TRY IT ▸ Take the line containing "Return one point for each instance of the camouflage backpack." as the first and the last line of the records below as the end, and please set down only what lies between them exactly, both ends included.

ENTRIES SUPPLIED ▸

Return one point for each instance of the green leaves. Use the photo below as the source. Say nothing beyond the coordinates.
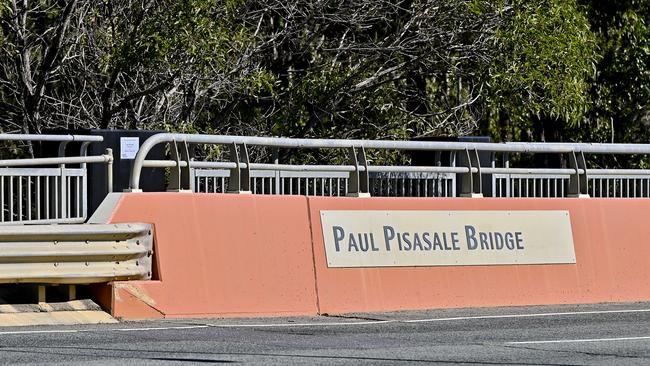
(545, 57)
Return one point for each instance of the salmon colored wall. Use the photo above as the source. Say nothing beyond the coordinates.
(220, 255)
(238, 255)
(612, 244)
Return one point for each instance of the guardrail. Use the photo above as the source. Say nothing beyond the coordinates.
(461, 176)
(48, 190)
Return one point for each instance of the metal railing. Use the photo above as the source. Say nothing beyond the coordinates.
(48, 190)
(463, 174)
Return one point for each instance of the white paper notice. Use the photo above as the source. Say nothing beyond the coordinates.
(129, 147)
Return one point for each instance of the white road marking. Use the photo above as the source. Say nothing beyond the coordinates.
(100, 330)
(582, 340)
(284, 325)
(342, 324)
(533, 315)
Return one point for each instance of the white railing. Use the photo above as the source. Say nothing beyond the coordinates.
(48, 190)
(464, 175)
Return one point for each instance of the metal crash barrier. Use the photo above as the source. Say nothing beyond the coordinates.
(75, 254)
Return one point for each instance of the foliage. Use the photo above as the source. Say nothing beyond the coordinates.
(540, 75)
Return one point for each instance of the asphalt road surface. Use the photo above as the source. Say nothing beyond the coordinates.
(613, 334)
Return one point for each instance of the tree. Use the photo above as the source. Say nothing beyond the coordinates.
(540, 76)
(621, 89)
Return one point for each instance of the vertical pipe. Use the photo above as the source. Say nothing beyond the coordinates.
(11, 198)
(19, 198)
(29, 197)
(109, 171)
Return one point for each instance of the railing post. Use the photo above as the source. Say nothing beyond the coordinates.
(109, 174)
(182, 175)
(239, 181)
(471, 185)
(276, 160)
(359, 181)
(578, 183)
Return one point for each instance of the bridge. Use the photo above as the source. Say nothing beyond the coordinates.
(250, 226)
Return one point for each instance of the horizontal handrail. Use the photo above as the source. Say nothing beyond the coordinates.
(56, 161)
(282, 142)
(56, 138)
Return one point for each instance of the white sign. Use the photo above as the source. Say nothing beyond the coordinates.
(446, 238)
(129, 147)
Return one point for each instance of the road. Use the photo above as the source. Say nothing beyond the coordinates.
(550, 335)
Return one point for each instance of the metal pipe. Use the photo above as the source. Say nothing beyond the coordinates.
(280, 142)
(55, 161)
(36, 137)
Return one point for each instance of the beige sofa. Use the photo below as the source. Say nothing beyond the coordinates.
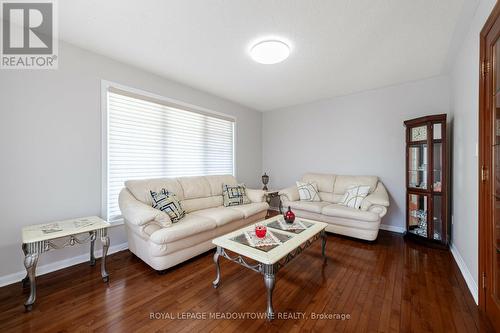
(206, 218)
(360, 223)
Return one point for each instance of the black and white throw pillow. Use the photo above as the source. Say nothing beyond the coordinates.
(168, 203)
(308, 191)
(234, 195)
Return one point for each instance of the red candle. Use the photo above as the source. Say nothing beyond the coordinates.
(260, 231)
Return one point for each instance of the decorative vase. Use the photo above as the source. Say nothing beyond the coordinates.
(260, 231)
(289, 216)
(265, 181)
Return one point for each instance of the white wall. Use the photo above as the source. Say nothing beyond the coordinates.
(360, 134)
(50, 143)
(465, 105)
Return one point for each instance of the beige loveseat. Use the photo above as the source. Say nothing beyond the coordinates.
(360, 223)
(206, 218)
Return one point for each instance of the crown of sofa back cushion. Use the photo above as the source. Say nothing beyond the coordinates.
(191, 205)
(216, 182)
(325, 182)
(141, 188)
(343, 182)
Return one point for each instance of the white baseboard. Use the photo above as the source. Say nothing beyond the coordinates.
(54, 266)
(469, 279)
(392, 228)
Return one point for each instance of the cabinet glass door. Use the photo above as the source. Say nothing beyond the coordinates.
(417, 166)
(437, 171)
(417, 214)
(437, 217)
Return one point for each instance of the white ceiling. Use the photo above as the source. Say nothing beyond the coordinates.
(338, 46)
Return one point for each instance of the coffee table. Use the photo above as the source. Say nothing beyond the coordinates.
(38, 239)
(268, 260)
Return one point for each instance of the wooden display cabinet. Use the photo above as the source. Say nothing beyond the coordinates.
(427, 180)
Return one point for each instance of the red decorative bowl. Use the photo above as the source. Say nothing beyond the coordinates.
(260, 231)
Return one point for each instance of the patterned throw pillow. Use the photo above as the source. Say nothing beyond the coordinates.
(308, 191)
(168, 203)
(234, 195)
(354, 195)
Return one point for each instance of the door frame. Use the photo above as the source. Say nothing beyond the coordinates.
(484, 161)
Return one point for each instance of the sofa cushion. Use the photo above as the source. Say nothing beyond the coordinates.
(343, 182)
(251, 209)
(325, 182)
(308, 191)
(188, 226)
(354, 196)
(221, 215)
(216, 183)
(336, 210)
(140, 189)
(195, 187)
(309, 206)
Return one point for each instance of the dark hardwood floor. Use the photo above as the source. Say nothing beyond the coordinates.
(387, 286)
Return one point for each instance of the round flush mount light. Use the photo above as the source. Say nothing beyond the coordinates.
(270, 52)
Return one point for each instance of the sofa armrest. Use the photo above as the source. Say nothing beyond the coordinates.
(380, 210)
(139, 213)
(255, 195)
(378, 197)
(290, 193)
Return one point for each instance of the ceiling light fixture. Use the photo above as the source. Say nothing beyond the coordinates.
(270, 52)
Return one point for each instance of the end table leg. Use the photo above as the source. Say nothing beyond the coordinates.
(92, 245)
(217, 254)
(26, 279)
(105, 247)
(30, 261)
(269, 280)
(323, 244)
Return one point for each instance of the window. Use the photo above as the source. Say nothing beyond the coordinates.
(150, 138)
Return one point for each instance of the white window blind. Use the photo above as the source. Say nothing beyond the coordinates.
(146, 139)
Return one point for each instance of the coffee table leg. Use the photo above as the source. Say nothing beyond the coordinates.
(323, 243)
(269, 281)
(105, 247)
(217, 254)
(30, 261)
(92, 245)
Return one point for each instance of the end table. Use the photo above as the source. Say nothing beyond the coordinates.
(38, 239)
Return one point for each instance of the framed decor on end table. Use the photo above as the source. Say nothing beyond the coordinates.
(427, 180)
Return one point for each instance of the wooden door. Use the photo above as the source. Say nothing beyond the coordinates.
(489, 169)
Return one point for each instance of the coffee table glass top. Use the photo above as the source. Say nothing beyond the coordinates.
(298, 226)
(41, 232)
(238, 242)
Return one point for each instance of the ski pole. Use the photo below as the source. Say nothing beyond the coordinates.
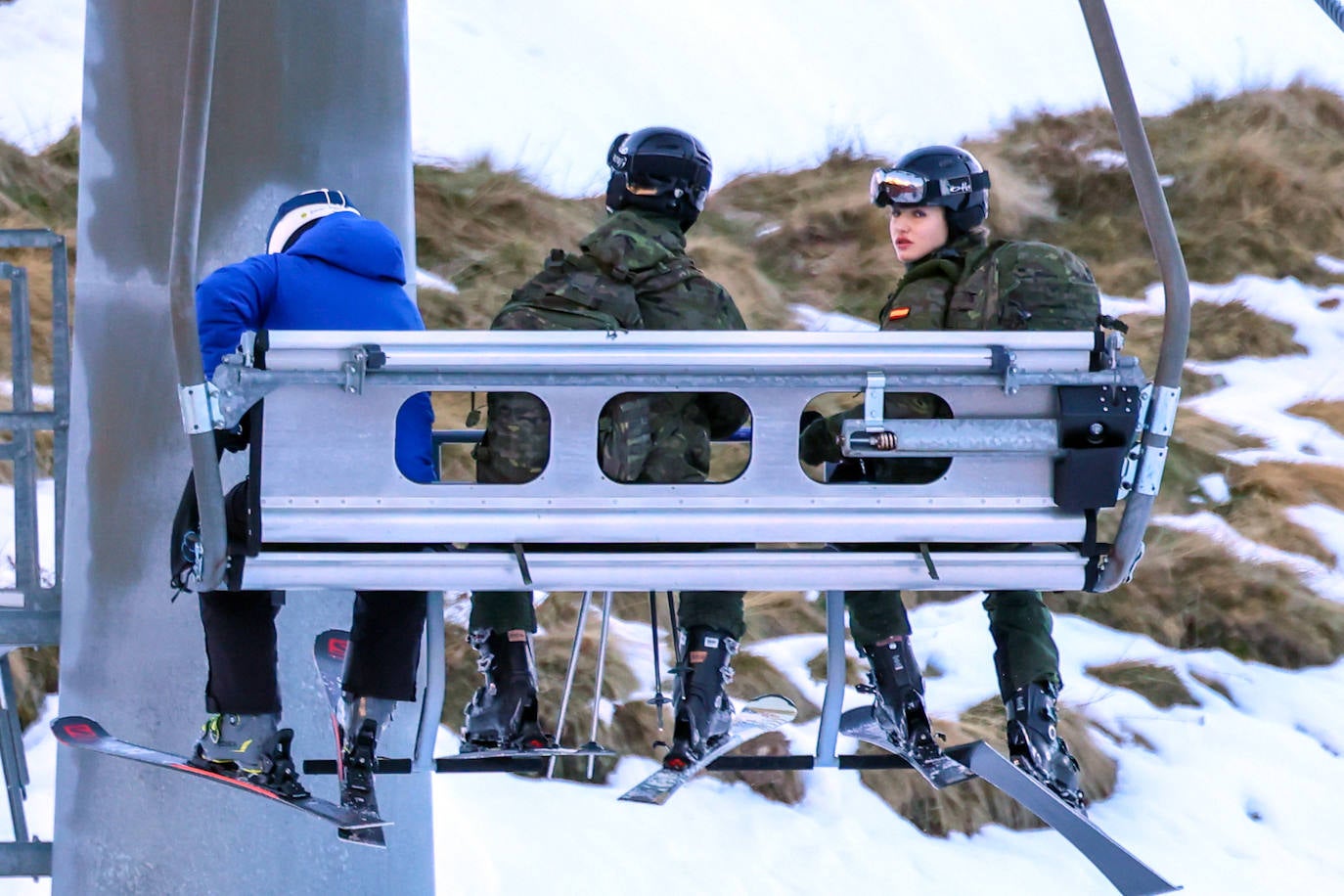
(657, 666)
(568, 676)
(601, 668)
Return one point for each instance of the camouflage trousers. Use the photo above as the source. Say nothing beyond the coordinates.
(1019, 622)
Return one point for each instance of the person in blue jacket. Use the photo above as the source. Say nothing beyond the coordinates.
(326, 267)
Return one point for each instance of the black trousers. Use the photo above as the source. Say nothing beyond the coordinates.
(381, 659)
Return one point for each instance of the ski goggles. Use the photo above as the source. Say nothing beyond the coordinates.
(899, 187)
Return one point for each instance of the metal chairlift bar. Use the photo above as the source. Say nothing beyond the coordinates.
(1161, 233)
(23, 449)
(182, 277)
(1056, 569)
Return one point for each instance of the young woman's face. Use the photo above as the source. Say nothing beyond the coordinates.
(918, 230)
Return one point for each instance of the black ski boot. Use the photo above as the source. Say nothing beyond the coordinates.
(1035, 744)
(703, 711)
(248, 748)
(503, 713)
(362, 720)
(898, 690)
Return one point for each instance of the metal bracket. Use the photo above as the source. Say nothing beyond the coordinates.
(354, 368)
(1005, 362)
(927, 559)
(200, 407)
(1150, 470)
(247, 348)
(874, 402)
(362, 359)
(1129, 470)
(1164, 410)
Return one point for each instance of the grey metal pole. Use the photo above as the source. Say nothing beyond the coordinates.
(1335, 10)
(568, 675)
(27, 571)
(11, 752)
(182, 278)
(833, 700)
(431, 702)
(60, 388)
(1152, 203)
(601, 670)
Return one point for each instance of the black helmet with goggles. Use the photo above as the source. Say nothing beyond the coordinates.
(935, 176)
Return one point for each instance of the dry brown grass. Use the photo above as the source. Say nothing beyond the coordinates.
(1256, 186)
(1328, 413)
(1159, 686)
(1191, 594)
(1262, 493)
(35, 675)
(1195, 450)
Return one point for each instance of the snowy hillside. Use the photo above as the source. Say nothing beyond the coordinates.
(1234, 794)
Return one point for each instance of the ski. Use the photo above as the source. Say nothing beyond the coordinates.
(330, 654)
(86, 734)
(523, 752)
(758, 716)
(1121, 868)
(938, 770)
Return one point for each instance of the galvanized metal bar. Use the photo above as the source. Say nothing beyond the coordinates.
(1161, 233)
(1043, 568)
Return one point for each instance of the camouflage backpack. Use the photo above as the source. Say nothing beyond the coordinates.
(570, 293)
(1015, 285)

OUTPUT OF THE TASK ▸
Return one point for each instance of the camouflage backpack. Use the photo above as the source. Say nothing beyond the coordinates.
(570, 293)
(1015, 285)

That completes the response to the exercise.